>> BEGIN Provided information

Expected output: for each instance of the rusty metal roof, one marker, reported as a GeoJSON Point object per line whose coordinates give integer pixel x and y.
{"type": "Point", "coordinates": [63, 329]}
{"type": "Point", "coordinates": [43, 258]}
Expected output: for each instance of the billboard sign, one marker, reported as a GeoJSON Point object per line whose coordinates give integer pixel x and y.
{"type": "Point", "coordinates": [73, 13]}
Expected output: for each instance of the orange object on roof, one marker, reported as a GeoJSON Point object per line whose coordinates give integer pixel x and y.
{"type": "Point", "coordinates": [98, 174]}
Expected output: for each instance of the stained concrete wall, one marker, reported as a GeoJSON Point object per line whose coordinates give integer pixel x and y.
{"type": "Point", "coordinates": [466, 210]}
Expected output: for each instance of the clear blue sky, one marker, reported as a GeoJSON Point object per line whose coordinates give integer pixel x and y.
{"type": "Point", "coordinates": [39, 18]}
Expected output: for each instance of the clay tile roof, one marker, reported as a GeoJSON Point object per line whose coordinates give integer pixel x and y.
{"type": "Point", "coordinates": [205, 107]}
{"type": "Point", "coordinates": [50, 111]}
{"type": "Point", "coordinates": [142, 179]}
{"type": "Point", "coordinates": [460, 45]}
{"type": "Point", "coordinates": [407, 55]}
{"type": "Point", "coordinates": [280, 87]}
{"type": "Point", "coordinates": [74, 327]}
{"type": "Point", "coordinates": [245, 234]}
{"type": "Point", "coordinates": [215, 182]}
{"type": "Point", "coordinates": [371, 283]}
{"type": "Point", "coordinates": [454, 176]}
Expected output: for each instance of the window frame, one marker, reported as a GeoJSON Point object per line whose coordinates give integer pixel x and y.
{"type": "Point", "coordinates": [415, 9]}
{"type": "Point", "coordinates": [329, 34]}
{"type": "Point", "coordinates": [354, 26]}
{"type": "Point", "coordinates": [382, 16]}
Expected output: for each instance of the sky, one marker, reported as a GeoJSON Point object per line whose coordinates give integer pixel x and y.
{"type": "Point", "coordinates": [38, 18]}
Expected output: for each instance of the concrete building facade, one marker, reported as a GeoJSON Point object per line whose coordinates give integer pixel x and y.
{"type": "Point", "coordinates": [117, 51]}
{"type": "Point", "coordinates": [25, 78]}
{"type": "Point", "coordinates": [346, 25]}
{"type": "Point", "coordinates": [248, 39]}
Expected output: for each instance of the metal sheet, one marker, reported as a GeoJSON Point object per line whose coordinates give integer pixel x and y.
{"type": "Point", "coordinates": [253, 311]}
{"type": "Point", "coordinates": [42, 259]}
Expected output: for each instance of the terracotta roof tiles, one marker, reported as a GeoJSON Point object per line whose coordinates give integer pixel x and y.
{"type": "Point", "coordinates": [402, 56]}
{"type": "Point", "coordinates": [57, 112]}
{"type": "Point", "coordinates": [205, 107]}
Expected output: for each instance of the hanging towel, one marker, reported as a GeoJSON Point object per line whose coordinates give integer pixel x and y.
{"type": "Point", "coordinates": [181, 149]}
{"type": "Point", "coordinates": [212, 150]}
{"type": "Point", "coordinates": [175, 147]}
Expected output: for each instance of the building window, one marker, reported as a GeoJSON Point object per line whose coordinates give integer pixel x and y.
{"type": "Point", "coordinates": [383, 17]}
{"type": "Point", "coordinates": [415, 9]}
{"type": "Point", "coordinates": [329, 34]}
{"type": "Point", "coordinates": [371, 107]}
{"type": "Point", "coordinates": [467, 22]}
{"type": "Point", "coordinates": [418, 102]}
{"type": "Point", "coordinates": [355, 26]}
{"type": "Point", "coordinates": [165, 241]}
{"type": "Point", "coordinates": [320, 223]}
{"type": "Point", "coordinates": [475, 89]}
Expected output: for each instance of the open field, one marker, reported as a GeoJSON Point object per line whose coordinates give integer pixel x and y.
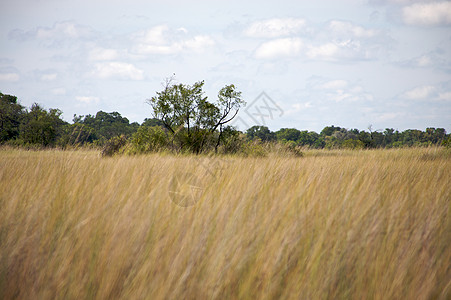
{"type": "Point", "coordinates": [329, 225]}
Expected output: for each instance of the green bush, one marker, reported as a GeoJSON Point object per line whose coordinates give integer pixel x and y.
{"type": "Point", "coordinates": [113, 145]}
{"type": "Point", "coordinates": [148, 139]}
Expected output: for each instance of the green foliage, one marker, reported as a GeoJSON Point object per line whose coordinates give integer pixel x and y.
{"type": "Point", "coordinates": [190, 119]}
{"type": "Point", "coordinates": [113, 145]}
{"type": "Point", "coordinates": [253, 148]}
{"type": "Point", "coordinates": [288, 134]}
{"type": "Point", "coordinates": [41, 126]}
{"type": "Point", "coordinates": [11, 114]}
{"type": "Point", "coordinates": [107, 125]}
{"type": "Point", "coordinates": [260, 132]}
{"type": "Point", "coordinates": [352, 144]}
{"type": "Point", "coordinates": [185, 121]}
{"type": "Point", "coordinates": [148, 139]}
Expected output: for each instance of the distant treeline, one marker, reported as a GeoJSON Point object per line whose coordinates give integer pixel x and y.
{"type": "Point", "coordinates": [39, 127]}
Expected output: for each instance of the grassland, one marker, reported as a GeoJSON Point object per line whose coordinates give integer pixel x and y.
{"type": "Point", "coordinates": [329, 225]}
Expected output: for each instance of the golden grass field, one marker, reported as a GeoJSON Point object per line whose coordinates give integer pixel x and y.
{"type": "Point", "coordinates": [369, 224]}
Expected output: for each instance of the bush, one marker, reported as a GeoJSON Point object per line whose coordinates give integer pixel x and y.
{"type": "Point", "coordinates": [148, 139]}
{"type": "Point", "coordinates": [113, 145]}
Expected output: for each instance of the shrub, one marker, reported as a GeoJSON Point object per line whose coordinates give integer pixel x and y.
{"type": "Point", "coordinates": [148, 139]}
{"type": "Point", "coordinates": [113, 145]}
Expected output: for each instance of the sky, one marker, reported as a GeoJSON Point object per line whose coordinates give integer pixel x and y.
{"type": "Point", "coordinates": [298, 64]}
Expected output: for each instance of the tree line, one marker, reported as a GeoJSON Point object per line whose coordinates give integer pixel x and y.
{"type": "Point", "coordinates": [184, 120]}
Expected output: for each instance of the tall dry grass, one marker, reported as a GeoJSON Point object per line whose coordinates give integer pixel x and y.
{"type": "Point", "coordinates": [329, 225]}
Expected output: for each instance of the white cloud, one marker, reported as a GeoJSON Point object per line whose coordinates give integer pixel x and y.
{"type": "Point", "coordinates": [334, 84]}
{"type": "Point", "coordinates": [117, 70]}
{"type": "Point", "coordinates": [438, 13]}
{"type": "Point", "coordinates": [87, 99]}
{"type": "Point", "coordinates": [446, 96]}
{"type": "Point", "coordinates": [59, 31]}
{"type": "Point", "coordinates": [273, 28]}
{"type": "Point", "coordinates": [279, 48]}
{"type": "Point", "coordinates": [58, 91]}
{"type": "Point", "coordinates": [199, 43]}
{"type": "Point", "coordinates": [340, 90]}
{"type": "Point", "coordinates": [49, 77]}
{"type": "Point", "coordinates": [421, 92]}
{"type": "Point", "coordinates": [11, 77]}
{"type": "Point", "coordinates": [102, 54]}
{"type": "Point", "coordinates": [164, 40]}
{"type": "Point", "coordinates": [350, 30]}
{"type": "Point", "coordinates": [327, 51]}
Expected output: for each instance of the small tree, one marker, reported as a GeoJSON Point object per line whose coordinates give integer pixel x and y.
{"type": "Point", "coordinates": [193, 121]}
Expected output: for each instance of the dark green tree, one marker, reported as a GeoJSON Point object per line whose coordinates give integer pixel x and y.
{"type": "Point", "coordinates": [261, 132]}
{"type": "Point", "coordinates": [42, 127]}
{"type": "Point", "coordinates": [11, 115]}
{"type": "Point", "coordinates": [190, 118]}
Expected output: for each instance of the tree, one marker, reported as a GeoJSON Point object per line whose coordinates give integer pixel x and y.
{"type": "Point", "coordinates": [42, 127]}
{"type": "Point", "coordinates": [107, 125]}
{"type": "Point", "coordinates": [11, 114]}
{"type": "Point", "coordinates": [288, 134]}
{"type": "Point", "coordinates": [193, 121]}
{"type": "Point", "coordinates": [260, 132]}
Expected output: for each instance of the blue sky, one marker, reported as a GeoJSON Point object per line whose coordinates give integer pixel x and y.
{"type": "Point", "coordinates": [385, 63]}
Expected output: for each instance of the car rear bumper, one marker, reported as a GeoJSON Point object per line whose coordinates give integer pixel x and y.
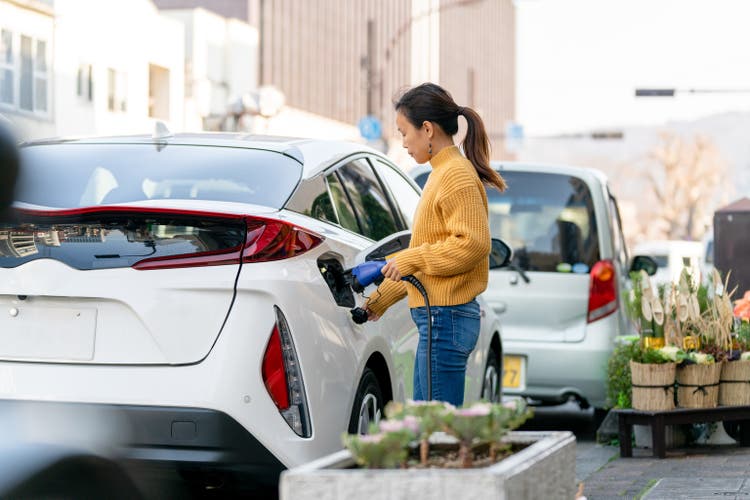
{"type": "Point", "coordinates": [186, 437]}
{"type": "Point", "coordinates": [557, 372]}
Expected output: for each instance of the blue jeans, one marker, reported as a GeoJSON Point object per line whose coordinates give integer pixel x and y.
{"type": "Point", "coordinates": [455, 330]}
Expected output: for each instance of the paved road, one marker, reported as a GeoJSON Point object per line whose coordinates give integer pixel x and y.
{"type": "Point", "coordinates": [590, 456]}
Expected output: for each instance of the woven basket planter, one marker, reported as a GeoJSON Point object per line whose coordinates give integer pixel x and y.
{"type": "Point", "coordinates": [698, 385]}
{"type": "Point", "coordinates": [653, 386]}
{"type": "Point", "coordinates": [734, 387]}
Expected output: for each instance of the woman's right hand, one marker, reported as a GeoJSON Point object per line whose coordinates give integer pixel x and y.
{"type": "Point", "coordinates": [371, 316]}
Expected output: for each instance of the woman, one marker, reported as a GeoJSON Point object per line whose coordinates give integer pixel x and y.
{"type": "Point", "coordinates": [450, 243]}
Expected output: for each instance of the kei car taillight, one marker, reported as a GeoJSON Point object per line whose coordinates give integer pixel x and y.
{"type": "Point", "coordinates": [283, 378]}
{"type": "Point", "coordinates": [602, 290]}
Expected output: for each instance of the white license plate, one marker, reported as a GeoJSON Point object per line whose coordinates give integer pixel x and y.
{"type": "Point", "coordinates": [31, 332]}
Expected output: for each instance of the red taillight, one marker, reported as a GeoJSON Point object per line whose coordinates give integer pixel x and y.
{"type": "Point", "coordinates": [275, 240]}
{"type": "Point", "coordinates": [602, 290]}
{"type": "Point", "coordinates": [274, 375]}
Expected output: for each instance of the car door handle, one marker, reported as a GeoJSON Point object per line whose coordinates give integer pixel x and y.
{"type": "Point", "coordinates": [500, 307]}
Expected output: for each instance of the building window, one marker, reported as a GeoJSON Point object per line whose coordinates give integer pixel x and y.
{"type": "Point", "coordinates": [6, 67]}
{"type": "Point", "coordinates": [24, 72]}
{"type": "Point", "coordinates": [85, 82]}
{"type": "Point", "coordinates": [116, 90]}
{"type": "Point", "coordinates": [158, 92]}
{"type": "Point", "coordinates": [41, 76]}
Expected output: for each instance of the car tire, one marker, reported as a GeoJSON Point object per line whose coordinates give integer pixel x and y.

>> END Provided information

▶ Instruction
How many lines in the material above contain the string "green"? Treat case as significant, and reply with the number only.

▶ Solution to this exercise
3